Rachel O. Reid, Mark W. Friedberg, M.D., M.P.P., John L. Adams, Ph.D., Elizabeth A. McGlynn, Ph.D., and Ateev Mehrotra, M.D., M.P.H.
R. O. Reid, M. W. Friedberg, J. L. Adams et al., "Associations Between Physician Characteristics and Quality of Care," Archives of Internal Medicine, Sept. 13, 2010 170(16):1442–49.
A Massachusetts study found many of the criteria available to patients when selecting a physician—including years of experience, paid malpractice claims, and medical school rankings—are not associated with higher quality care.
When selecting a physician, consumers rarely have access to measures of clinical quality. Instead, they are encouraged to consider education, board certification, and malpractice history, with the tacit understanding that these characteristics are determinants of a physician's quality. However, the value of these characteristics as predictors of quality has not been established. In this Commonwealth Fund–supported study, researchers used data from a large sample of physicians and patients to examine the relationship between physician characteristics and a range of performance measures.

* [What you should do]:
Please extend the summary of the study on physician characteristics and quality of care, picking up after its final sentence.

* [Available data]:
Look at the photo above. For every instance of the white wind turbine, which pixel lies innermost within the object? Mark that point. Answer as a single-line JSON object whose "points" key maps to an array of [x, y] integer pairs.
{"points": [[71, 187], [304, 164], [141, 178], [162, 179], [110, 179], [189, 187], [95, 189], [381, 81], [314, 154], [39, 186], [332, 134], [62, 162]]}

* [Result]:
The results of this study show the criteria currently used by consumers in choosing a physician are poor proxies for clinical quality and thus not well suited for use by patients. "Public reporting of individual physician quality data may provide the consumer with more valuable guidance when seeking providers of high-quality health care," the authors conclude.
The authors created performance scores for 10,408 Massachusetts physicians by analyzing claims data from 1.13 million patients enrolled in one of four Massachusetts commercial health plans between 2004 and 2005. Together these plans constituted 85 percent of the commercial market in the state. The authors correlated these scores with publicly available data on individual physician characteristics obtained from the Massachusetts Board of Registration in Medicine, including physician sex, medical school graduation date, board certification status, and payment on malpractice claims.
Individual physician characteristics are poor proxies for performance on clinical quality measures and should not be used by consumers when seeking high-quality health care providers. Public reporting of individual physician quality data would provide patients with more valuable guidance.